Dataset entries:
—————
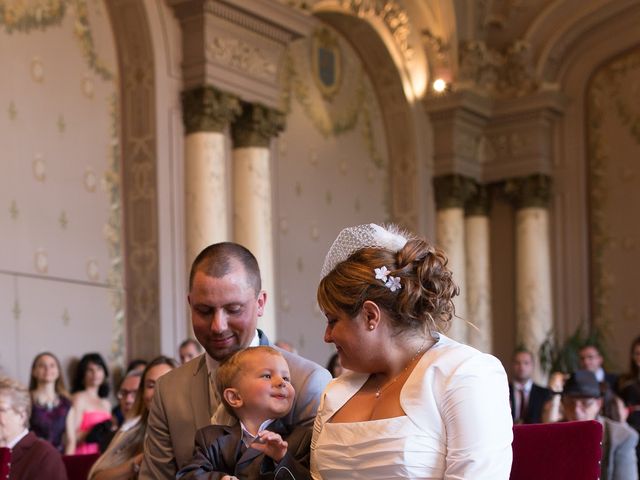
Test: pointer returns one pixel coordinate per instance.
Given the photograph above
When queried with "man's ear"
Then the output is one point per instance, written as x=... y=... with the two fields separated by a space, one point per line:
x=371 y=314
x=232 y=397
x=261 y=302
—————
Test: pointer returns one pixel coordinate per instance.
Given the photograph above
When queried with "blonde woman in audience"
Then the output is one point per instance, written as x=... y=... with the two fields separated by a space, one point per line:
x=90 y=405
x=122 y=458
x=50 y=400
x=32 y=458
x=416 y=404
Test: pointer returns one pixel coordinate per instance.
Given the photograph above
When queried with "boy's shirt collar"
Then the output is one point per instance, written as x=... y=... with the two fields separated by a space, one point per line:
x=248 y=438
—————
Answer with one number only: how many lines of the entries above include the word "queried"?

■ **Answer**: 3